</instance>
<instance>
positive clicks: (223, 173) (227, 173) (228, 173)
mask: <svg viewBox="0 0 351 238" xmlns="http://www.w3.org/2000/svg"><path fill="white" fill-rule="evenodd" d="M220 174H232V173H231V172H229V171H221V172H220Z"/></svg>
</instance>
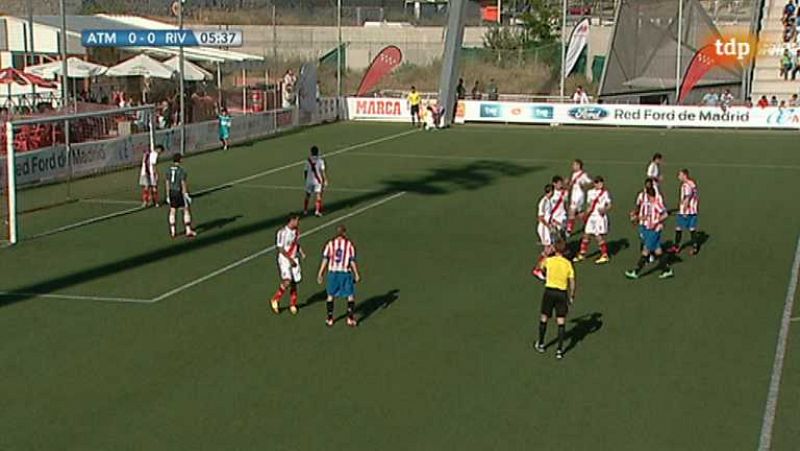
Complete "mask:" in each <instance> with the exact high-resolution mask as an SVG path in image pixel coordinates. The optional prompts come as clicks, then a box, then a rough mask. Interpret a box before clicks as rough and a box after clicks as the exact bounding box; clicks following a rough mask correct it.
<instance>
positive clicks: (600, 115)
mask: <svg viewBox="0 0 800 451" xmlns="http://www.w3.org/2000/svg"><path fill="white" fill-rule="evenodd" d="M569 115H570V117H572V118H575V119H577V120H579V121H599V120H600V119H603V118H605V117H606V116H608V111H606V110H605V109H603V108H600V107H597V106H581V107H577V108H571V109H570V110H569Z"/></svg>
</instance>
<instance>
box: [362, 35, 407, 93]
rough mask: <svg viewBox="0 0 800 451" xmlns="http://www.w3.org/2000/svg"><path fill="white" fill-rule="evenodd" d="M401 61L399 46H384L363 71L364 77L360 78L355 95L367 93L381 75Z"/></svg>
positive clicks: (400, 62)
mask: <svg viewBox="0 0 800 451" xmlns="http://www.w3.org/2000/svg"><path fill="white" fill-rule="evenodd" d="M402 61H403V53H402V52H401V51H400V49H399V48H397V47H396V46H393V45H390V46H387V47H384V49H383V50H381V51H380V53H378V55H377V56H375V59H373V60H372V64H370V65H369V68H368V69H367V71H366V72H364V78H362V79H361V84H360V85H359V86H358V92H357V93H356V95H357V96H363V95H365V94H368V93H369V92H370V91H372V88H374V87H375V86H377V85H378V82H380V81H381V79H382V78H383V77H385V76H386V75H387V74H388V73H390V72H391V71H392V70H394V68H395V67H397V66H399V65H400V63H401V62H402Z"/></svg>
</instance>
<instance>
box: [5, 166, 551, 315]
mask: <svg viewBox="0 0 800 451" xmlns="http://www.w3.org/2000/svg"><path fill="white" fill-rule="evenodd" d="M542 169H543V167H541V166H525V165H519V164H516V163H513V162H507V161H494V160H480V161H474V162H469V163H467V164H463V165H447V166H443V167H438V168H433V169H431V170H429V172H428V173H426V174H423V175H417V176H411V177H408V178H401V179H395V178H393V179H389V180H384V181H382V182H379V185H380V186H382V187H383V188H382V189H376V190H375V191H371V192H367V193H360V194H354V195H353V196H351V197H347V198H342V199H339V200H336V201H333V202H331V203H329V204H327V213H328V215H327V216H326V217H324V218H323V219H322V220H321V221H326V222H328V223H330V224H331V225H332V224H334V223H336V222H338V221H337V220H336V218H337V217H339V216H342V215H343V214H346V213H347V212H348V211H349V212H354V211H355V210H354V208H358V207H359V206H363V205H366V204H368V203H372V204H371V205H377V204H375V202H377V201H379V200H381V199H386V198H388V197H389V196H392V195H395V194H397V193H398V192H400V191H407V192H411V193H416V194H424V195H445V194H449V193H452V192H456V191H459V190H470V191H474V190H478V189H482V188H486V187H488V186H490V185H492V184H494V183H497V182H498V181H499V180H501V179H503V178H510V177H515V178H519V177H523V176H526V175H528V174H530V173H532V172H536V171H541V170H542ZM229 187H230V185H226V186H222V187H219V188H212V189H209V190H205V191H198V192H196V193H195V198H197V197H200V196H199V194H200V193H203V196H210V195H216V194H222V193H223V192H224V191H225V190H226V189H227V188H229ZM339 213H341V214H339ZM337 214H338V215H337ZM308 221H309V222H311V224H313V225H319V224H320V223H319V222H317V221H320V220H317V219H316V218H312V219H310V220H308ZM238 222H239V223H241V222H243V221H238ZM285 223H286V214H284V213H282V214H279V215H276V216H273V217H267V218H263V219H260V220H256V221H253V222H245V223H243V224H233V225H230V224H227V225H226V227H224V228H223V229H221V230H219V231H217V232H216V233H206V234H199V235H198V237H197V238H196V239H193V240H180V241H177V242H170V243H169V244H168V245H164V246H162V247H160V248H158V249H152V250H147V251H143V252H140V253H138V254H133V255H127V256H124V257H121V258H118V259H116V260H111V261H107V262H103V263H100V264H96V265H94V266H84V267H75V266H73V267H72V268H73V269H72V271H71V272H67V273H66V274H62V275H59V276H56V277H52V278H49V279H44V280H39V281H35V282H31V283H27V284H24V285H18V286H16V287H12V286H2V287H0V290H2V291H5V292H6V294H2V295H0V307H3V306H8V305H12V304H15V303H17V302H20V301H24V300H27V299H32V298H35V297H36V296H37V295H40V294H52V293H57V292H58V291H60V290H64V289H66V288H70V287H74V286H77V285H81V284H84V283H86V282H91V281H94V280H98V279H102V278H106V277H109V276H114V275H119V274H123V273H125V272H126V271H129V270H131V269H134V268H139V267H142V266H145V265H148V264H151V263H155V262H163V261H166V260H169V259H172V258H179V257H183V256H185V255H190V254H192V253H194V252H197V251H199V250H201V249H207V248H213V247H217V246H221V245H224V244H225V243H226V242H228V241H231V240H236V239H240V238H243V237H247V236H252V235H255V234H263V233H265V232H268V233H270V234H271V233H273V232H274V231H275V229H276V228H278V227H280V226H282V225H284V224H285ZM88 227H94V226H88ZM106 237H107V235H102V234H97V235H96V240H97V242H102V240H104V239H105V238H106ZM92 242H94V241H92ZM218 251H219V252H223V253H224V252H225V251H224V250H223V248H221V247H220V248H218ZM167 288H170V287H165V289H167ZM157 294H159V293H156V295H157Z"/></svg>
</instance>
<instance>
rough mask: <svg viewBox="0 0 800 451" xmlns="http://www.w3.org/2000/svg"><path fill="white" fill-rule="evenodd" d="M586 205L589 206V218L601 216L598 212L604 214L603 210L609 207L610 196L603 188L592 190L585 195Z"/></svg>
mask: <svg viewBox="0 0 800 451" xmlns="http://www.w3.org/2000/svg"><path fill="white" fill-rule="evenodd" d="M586 203H587V205H589V209H588V210H587V211H588V213H589V216H603V215H601V214H600V211H601V210H602V211H603V212H605V210H608V208H609V207H611V194H609V193H608V190H607V189H605V188H603V189H597V188H592V189H590V190H589V192H588V193H586ZM603 214H605V213H603Z"/></svg>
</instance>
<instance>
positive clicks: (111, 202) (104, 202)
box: [79, 199, 142, 205]
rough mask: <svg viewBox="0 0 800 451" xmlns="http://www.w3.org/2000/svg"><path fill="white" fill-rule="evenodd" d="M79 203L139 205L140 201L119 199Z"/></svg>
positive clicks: (112, 199)
mask: <svg viewBox="0 0 800 451" xmlns="http://www.w3.org/2000/svg"><path fill="white" fill-rule="evenodd" d="M79 202H81V203H82V204H111V205H114V204H118V205H141V204H142V203H141V202H140V201H136V200H120V199H81V200H80V201H79Z"/></svg>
########
● Required work:
Copy out every line of the records above verbatim, omitting the pictures.

● Reply to the exercise:
</instance>
<instance>
positive clicks: (223, 173) (227, 173) (228, 173)
mask: <svg viewBox="0 0 351 238" xmlns="http://www.w3.org/2000/svg"><path fill="white" fill-rule="evenodd" d="M220 174H232V173H231V172H229V171H221V172H220Z"/></svg>
</instance>
Complete "mask:" in each <instance> with the exact high-resolution mask as an SVG path in image pixel coordinates. The optional prompts come as clicks, then a box, then a rough mask. Interpret a box before clicks as rough and a box after clicks as the exact bounding box; clicks following a rough mask correct it.
<instance>
positive clicks: (600, 115)
mask: <svg viewBox="0 0 800 451" xmlns="http://www.w3.org/2000/svg"><path fill="white" fill-rule="evenodd" d="M569 115H570V117H572V118H575V119H577V120H579V121H599V120H600V119H603V118H605V117H606V116H608V111H606V110H605V109H603V108H600V107H597V106H581V107H577V108H571V109H570V110H569Z"/></svg>
</instance>
<instance>
box: [362, 35, 407, 93]
rough mask: <svg viewBox="0 0 800 451" xmlns="http://www.w3.org/2000/svg"><path fill="white" fill-rule="evenodd" d="M401 61L399 46H384L363 71L364 77L360 78L355 95L367 93L381 75Z"/></svg>
positive clicks: (400, 62)
mask: <svg viewBox="0 0 800 451" xmlns="http://www.w3.org/2000/svg"><path fill="white" fill-rule="evenodd" d="M402 61H403V53H402V52H401V51H400V49H399V48H397V47H396V46H393V45H390V46H387V47H384V49H383V50H381V51H380V53H378V55H377V56H375V59H373V60H372V64H370V65H369V68H368V69H367V71H366V72H364V78H362V79H361V84H360V85H359V86H358V92H357V93H356V95H357V96H363V95H365V94H368V93H369V92H370V91H372V88H374V87H375V86H377V85H378V82H380V81H381V79H382V78H383V77H385V76H386V75H387V74H388V73H390V72H391V71H392V70H394V68H395V67H397V66H399V65H400V63H401V62H402Z"/></svg>
</instance>
<instance>
box: [5, 166, 551, 315]
mask: <svg viewBox="0 0 800 451" xmlns="http://www.w3.org/2000/svg"><path fill="white" fill-rule="evenodd" d="M542 169H543V167H541V166H525V165H519V164H516V163H513V162H507V161H494V160H480V161H474V162H469V163H467V164H463V165H447V166H443V167H438V168H433V169H431V170H429V172H428V173H426V174H423V175H417V176H411V177H408V178H401V179H395V178H393V179H389V180H384V181H382V182H379V185H380V186H382V187H383V188H382V189H376V190H375V191H371V192H367V193H360V194H354V195H353V196H351V197H347V198H342V199H339V200H336V201H333V202H331V203H329V204H327V213H328V215H327V216H326V217H324V218H323V219H322V220H321V221H326V222H328V223H330V224H331V225H332V224H334V223H336V222H338V221H337V220H336V218H337V217H339V216H342V215H343V214H346V213H347V212H348V211H349V212H354V211H355V210H354V208H358V207H359V206H363V205H366V204H368V203H372V204H371V205H377V204H375V202H377V201H379V200H381V199H386V198H388V197H389V196H392V195H395V194H397V193H398V192H400V191H407V192H411V193H416V194H424V195H445V194H449V193H452V192H456V191H459V190H470V191H474V190H478V189H482V188H486V187H488V186H490V185H492V184H494V183H497V182H498V181H499V180H501V179H503V178H510V177H515V178H519V177H523V176H526V175H528V174H530V173H532V172H536V171H541V170H542ZM229 187H230V185H226V186H222V187H219V188H212V189H209V190H205V191H198V192H196V193H195V198H197V197H200V196H199V194H200V193H203V196H210V195H216V194H222V193H223V192H224V191H225V190H226V189H227V188H229ZM339 213H341V214H339ZM337 214H338V215H337ZM308 221H309V222H311V224H313V225H319V224H320V223H319V222H317V221H320V220H317V219H316V218H312V219H310V220H308ZM238 222H239V223H241V222H243V221H238ZM285 223H286V214H284V213H282V214H279V215H276V216H273V217H267V218H263V219H260V220H256V221H253V222H245V223H243V224H233V225H230V224H227V225H226V227H224V228H223V229H221V230H219V231H217V232H216V233H206V234H199V235H198V237H197V238H196V239H193V240H180V241H177V242H170V243H169V244H168V245H164V246H162V247H160V248H158V249H152V250H147V251H143V252H140V253H138V254H133V255H127V256H124V257H121V258H118V259H116V260H111V261H107V262H103V263H100V264H96V265H94V266H84V267H75V266H73V267H72V268H73V269H72V271H71V272H67V273H66V274H62V275H59V276H56V277H52V278H49V279H44V280H39V281H35V282H31V283H27V284H24V285H18V286H16V287H12V286H2V287H0V290H2V291H5V292H6V294H2V295H0V307H3V306H8V305H12V304H15V303H17V302H20V301H24V300H27V299H32V298H35V297H36V296H37V295H40V294H52V293H57V292H58V291H60V290H64V289H66V288H70V287H74V286H77V285H81V284H84V283H86V282H91V281H94V280H98V279H102V278H106V277H109V276H114V275H119V274H123V273H125V272H126V271H129V270H131V269H134V268H139V267H142V266H145V265H148V264H151V263H155V262H163V261H166V260H169V259H172V258H179V257H183V256H185V255H190V254H192V253H194V252H197V251H199V250H201V249H207V248H213V247H217V246H221V245H224V244H225V243H226V242H228V241H231V240H236V239H240V238H243V237H247V236H252V235H255V234H263V233H265V232H268V233H270V234H271V233H273V232H274V231H275V229H276V228H278V227H280V226H282V225H284V224H285ZM88 227H94V226H88ZM106 237H107V235H102V234H97V235H96V240H97V242H102V240H104V239H105V238H106ZM92 242H94V241H92ZM218 251H219V252H223V253H224V252H225V251H224V250H223V248H221V247H220V248H218ZM167 288H170V287H165V289H167ZM157 294H159V293H156V295H157Z"/></svg>
</instance>
<instance>
rough mask: <svg viewBox="0 0 800 451" xmlns="http://www.w3.org/2000/svg"><path fill="white" fill-rule="evenodd" d="M586 205L589 206V218L601 216L598 212L604 214L603 210L609 207L610 196L603 188L592 190L585 195Z"/></svg>
mask: <svg viewBox="0 0 800 451" xmlns="http://www.w3.org/2000/svg"><path fill="white" fill-rule="evenodd" d="M586 203H587V205H589V209H588V210H587V211H588V213H589V216H603V215H601V214H600V211H601V210H602V211H603V212H605V210H608V208H609V207H611V194H609V193H608V190H607V189H605V188H603V189H597V188H592V189H590V190H589V192H588V193H586ZM603 214H605V213H603Z"/></svg>
</instance>
<instance>
positive clicks: (111, 202) (104, 202)
box: [79, 199, 142, 205]
rough mask: <svg viewBox="0 0 800 451" xmlns="http://www.w3.org/2000/svg"><path fill="white" fill-rule="evenodd" d="M79 203L139 205L140 201L119 199Z"/></svg>
positive clicks: (112, 199)
mask: <svg viewBox="0 0 800 451" xmlns="http://www.w3.org/2000/svg"><path fill="white" fill-rule="evenodd" d="M79 202H81V203H82V204H111V205H114V204H118V205H141V204H142V203H141V202H140V201H136V200H120V199H81V200H80V201H79Z"/></svg>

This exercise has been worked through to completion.